> Objetivo del ejercicio: Copia literalmente el fragmento del texto sobre la cuarentena que comienza en "De nuevo toca" y termina en "a pronunciarlo bien.".

> Texto de lectura:
Cuarentena

Levantarse y ver a tu familia. Verlos y saber que van a pasar el resto del día contigo. Ir a desayunar con todos ellos o por lo menos con alguno, en vez de desayunar sola viendo un capítulo de una serie que has elegido para que dure justo los 20 minutos del desayuno.

Te duchas, te vistes como te de la gana y te pones a hacer los trabajos de clase. Muchos de ellos grupales, por lo que haces videollamada con tus compañeros a través de una página web que acabas de descubrir. Quizás no sea lo mismo que tenerlos al lado, pero te apañas.

Luego, la comida. Vuelves a ser consciente de que no te va a hacer falta esa serie corta para no aburrirte mientras comes. Tienes a la familia contigo. Coméis juntos y cada uno cuenta su día de trabajo duro.

A clases. Te tiras toda la tarde encerrada en tu cuarto escuchando a profesores a través de un aula virtual. Al final, te acaban mandando más trabajos grupales e individuales para la semana que viene. No pasa nada, hay tiempo.

De nuevo toca reunión familiar. Todos sentados a la mesa cenando y escuchando las noticias, bueno, LA NOTICIA: el coronavirus. Solo se habla de eso, así que acabas acostumbrándote, incluso, a pronunciarlo bien.

La hora de acostarse. Antes de bajar la persiana y cerrar las ventanas, te asomas viendo las luces de los vecinos, cómo algunas mantienen sus luces encendidas y otros apagadas. Fantaseas con sus historias, con sus miedos o incluso con sus ilusiones. Lo mejor es el imaginar que en cada casa, hay una buena noticia esperando a ser descubierta una noche más.

Y a dormir. Te duermes imaginando historias que haces fuera de casa, con los amigos y con gente nueva y desconocida. Pero en los sueños, las cosas cambian. Los sueños son más reales, en ellos realmente vuelas, bailas e incluso hasta cantas, así que no quieres despertar. Pero vuelven a llamar a la puerta: es un día más.

> Información proporcionada:
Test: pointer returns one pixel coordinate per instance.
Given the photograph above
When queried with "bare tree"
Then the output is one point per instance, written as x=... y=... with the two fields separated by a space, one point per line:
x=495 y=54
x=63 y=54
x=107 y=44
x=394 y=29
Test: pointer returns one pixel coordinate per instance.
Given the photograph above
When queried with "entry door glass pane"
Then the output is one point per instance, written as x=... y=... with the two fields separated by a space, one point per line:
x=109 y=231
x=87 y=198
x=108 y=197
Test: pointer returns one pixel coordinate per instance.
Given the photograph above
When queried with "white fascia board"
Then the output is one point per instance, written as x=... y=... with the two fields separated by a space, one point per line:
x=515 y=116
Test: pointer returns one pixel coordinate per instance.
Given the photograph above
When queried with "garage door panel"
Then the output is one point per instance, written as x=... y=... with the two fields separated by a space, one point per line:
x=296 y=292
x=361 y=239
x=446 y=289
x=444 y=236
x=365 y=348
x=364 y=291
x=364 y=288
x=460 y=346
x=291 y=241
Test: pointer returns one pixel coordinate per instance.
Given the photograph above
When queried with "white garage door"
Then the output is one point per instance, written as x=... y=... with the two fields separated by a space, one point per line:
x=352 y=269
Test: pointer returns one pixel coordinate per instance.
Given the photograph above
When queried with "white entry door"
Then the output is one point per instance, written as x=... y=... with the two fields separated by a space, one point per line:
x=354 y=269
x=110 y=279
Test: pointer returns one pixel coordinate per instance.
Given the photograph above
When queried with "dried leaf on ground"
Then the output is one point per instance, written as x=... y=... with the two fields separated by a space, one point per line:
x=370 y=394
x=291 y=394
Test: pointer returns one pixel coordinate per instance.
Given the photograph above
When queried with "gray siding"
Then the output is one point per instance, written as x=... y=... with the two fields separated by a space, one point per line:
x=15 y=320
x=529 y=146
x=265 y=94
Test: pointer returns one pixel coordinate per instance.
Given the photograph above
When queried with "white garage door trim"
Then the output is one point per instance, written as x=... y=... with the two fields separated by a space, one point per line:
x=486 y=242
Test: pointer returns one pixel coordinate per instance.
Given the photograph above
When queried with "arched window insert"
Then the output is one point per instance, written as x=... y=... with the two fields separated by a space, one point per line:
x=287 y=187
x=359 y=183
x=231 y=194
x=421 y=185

> Respuesta esperada:
De nuevo toca reunión familiar. Todos sentados a la mesa cenando y escuchando las noticias, bueno, LA NOTICIA: el coronavirus. Solo se habla de eso, así que acabas acostumbrándote, incluso, a pronunciarlo bien.